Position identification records
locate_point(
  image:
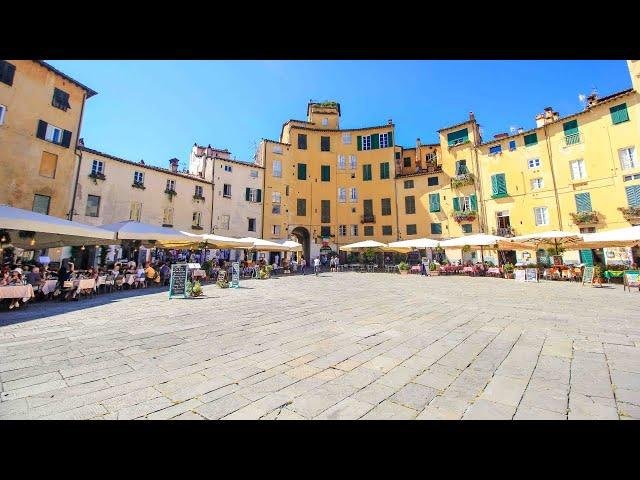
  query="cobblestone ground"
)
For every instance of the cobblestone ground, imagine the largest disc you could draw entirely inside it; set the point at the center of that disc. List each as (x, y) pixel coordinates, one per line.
(338, 346)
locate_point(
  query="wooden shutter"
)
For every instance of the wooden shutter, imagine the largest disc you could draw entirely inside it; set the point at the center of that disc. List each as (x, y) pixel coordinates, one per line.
(66, 138)
(42, 129)
(583, 202)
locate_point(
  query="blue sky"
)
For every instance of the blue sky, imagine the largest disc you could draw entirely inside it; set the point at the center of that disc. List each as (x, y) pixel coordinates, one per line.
(156, 110)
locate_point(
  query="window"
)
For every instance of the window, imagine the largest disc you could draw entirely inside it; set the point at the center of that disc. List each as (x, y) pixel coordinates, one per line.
(583, 202)
(633, 195)
(7, 71)
(325, 211)
(135, 211)
(60, 99)
(461, 167)
(386, 206)
(410, 205)
(578, 171)
(302, 171)
(541, 216)
(97, 167)
(384, 170)
(458, 137)
(619, 114)
(138, 178)
(366, 172)
(93, 206)
(302, 141)
(384, 140)
(41, 204)
(434, 202)
(495, 150)
(277, 168)
(48, 164)
(531, 139)
(301, 207)
(628, 158)
(167, 217)
(498, 185)
(325, 173)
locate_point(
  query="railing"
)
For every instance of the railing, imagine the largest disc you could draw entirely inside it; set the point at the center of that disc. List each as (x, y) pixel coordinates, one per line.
(572, 139)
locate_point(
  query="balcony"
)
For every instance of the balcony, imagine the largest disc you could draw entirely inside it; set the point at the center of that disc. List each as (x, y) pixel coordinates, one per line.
(462, 180)
(504, 232)
(584, 218)
(631, 214)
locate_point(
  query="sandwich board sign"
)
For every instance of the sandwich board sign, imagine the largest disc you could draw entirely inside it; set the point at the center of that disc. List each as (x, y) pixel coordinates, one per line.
(178, 282)
(235, 275)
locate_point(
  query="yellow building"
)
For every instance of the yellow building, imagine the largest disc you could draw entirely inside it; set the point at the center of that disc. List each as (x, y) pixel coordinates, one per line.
(40, 118)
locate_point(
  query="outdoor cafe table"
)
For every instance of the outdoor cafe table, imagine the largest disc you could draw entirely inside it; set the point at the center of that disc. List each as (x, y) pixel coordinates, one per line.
(17, 291)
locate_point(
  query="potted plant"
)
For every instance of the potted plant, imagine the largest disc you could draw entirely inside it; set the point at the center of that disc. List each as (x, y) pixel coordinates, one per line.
(404, 268)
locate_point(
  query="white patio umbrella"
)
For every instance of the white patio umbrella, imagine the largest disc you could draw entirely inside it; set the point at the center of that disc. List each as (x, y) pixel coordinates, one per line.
(44, 231)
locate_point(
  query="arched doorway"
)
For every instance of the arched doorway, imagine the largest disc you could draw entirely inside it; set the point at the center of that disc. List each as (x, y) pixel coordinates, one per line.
(303, 237)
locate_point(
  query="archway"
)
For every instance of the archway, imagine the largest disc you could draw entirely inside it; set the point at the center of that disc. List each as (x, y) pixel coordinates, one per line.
(304, 238)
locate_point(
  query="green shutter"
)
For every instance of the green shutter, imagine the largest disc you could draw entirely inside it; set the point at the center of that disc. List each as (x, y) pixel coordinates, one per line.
(633, 195)
(619, 113)
(583, 202)
(375, 141)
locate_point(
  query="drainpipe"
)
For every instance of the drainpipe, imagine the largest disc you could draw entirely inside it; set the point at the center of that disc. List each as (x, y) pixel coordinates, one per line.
(75, 185)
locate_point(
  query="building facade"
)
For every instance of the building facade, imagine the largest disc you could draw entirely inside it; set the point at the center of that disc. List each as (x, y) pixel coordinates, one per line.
(41, 113)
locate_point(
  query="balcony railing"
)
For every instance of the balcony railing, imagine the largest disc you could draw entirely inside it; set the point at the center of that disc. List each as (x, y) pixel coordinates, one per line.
(504, 232)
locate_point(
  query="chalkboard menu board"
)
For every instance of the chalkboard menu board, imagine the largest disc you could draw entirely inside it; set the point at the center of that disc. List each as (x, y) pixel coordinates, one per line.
(178, 283)
(587, 275)
(235, 275)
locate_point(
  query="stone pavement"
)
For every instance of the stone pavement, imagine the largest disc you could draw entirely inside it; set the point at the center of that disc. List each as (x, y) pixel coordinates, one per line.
(337, 346)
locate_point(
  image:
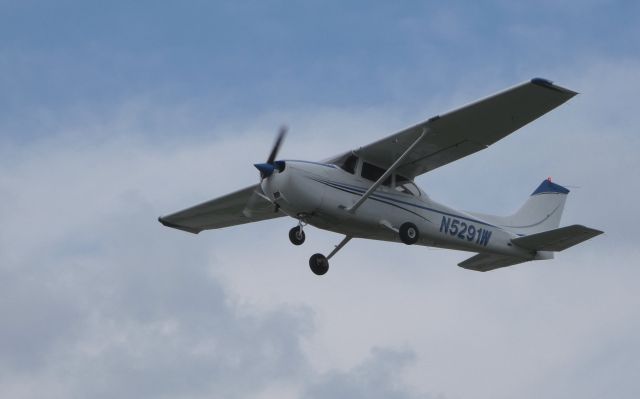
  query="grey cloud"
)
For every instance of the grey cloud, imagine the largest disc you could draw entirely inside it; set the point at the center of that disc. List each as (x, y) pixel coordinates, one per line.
(379, 376)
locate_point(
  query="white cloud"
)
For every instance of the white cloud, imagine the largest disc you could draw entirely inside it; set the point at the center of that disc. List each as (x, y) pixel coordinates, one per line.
(101, 300)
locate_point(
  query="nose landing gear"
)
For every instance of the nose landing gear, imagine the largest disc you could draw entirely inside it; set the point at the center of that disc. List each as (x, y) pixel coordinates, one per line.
(296, 235)
(319, 263)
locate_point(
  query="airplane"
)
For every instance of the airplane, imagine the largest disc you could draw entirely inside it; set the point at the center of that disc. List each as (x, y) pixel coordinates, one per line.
(370, 192)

— YOUR TASK —
Repeat the records above exactly, leaving out any pictures they contain.

— ANSWER TO THIS TASK —
locate_point(
  image:
  query="cobblestone ground"
)
For every instance of the cobblestone ground, imagine the largest disc you could draw entirely inside it; set the point at the center of that disc. List each as (x, y) pixel coordinates, one per line.
(338, 346)
locate_point(
  query="wooden shutter"
)
For every instance of the wooden shutter, imagine the largest disc you could draw entirely inside it; set the point at the center of that disc. List each as (x, y) pixel coordinates, one per line.
(66, 138)
(42, 129)
(583, 202)
locate_point(
  query="blue sky"
)
For every instance of the blue sky, imagine the largest disc you could draw entirely inside it; set the point at the center of that disc. List each as (x, y) pixel coordinates, one per line.
(156, 110)
locate_point(
  query="window"
)
For every instance of the window, imagine the largest disc you could draw entirely inside it; set the point at the center of that disc. List each as (x, y) pixel coordinates, one per line.
(583, 202)
(633, 195)
(7, 71)
(325, 211)
(135, 211)
(60, 99)
(461, 167)
(386, 206)
(410, 205)
(578, 171)
(302, 171)
(541, 216)
(97, 167)
(384, 170)
(458, 137)
(619, 114)
(138, 178)
(366, 172)
(93, 206)
(302, 141)
(384, 140)
(41, 204)
(434, 202)
(495, 150)
(277, 168)
(48, 164)
(531, 139)
(301, 207)
(628, 158)
(167, 217)
(498, 185)
(325, 173)
locate_point(
  query="railing"
)
For every instance of the railing, imagine the largest disc you could draw entirely inside it; set the point at the center of that disc. List each as (x, y) pixel coordinates, one per line.
(572, 139)
locate_point(
  query="balcony"
)
For every instance of the balcony, imagine the largest disc you could draw entirely inside it; set the point at the center of that disc. List each as (x, y) pixel coordinates, one per line.
(462, 180)
(504, 232)
(584, 218)
(631, 214)
locate_point(
  query="sandwich board sign"
)
For every instance of the sandwich board sign, imagine the largest disc you could draw entirely inside it; set the point at the center of that disc. List each as (x, y) pixel coordinates, one per line.
(178, 282)
(235, 275)
locate_point(
  query="yellow building"
)
For every instance of the yellow building, imagine the largest disc you could draw entirely inside it; set the point at the center of that disc. List each as (x, y) pixel coordinates, one per line.
(40, 118)
locate_point(
  query="outdoor cafe table"
)
For every instance of the outdoor cafe table, imagine the largest disc you could draw entirely inside it; set the point at the center of that disc. List each as (x, y) pixel coordinates, one per line.
(17, 291)
locate_point(
  query="potted plant"
)
For every instance of the potted plant, imagine the largest disc you could draw entirely inside it; set the point at the center of that disc. List each as (x, y) pixel coordinates, one per line.
(404, 268)
locate_point(
  query="white patio umbrella"
)
For every instance of the white patio umbrella, imagine the largest disc you could draw entirely inside it; set the point at the center of that disc. List each as (x, y) pixel coordinates, one per line.
(44, 231)
locate_point(
  query="arched doorway"
)
For every instance of the arched doorway, imagine the largest disc you could draw entirely inside it; set the point at the center of that disc. List each as (x, y) pixel coordinates, one per line.
(303, 237)
locate_point(
  query="archway"
)
For every instance of the archway, imagine the largest disc you could draw entirely inside it; set the point at the center of that disc. List each as (x, y) pixel coordinates, one per line.
(304, 238)
locate_point(
  query="green shutter"
)
For every instance of the green shutter, imagine the largest disc you could draw entirely inside it; set the point at the center of that disc. List each as (x, y) pixel coordinates, one per line.
(633, 195)
(619, 113)
(583, 202)
(375, 141)
locate_point(
  query="drainpipe"
)
For every instance of the drainpipe, imagine the largest disc you could draw entirely inside it; set the point at the center of that disc. List each as (x, y) pixel coordinates, one per line.
(75, 185)
locate_point(
  query="building facade"
)
For every instance of the building facade, imagine the largest disc you could draw entirely inside it; set the point at the center of that disc. List each as (x, y) pixel coordinates, one per line.
(41, 113)
locate_point(
  query="balcony railing"
)
For every instance of the balcony railing, imagine the largest disc you could draw entirely inside it; set the point at the center of that disc. List each as (x, y) pixel coordinates, one per line.
(504, 232)
locate_point(
  query="chalkboard menu board"
)
For every instance of the chalkboard menu board, imagine the largest disc you could draw entirely inside it; set the point at the center of that disc. List each as (x, y) pixel coordinates, one per line.
(178, 283)
(587, 275)
(235, 275)
locate_point(
  query="stone pavement"
)
For every instance of the stone pavement, imagine the largest disc you could draw entirely inside it; set the point at the center of that disc. List each as (x, y) pixel coordinates, one per line.
(337, 346)
locate_point(
  image:
  query="grey cloud"
)
For every instance of the grey cloud, imagine the largest disc you could draw entirely inside it; set the point at the center of that disc. List each as (x, y) pixel coordinates, one per line.
(379, 376)
locate_point(
  query="white cloud"
)
For every instance of the white cloud, imagine the largest disc you could draw entirely inside it; set the point at the center of that disc. List each as (x, y) pixel coordinates, one per line.
(101, 300)
locate_point(
  query="nose landing gear"
)
For every instance of the nose landing gear, imagine the largest disc you could draw entirely inside it; set the point at the center of that disc. List each as (x, y) pixel coordinates, one per line.
(296, 235)
(319, 263)
locate_point(
  query="airplane"
)
For every instance of the airplane, imagine the largest disc you could draw entirely inside it; set the point at the center of that disc. List each as (x, y) pixel coordinates, one per line.
(370, 192)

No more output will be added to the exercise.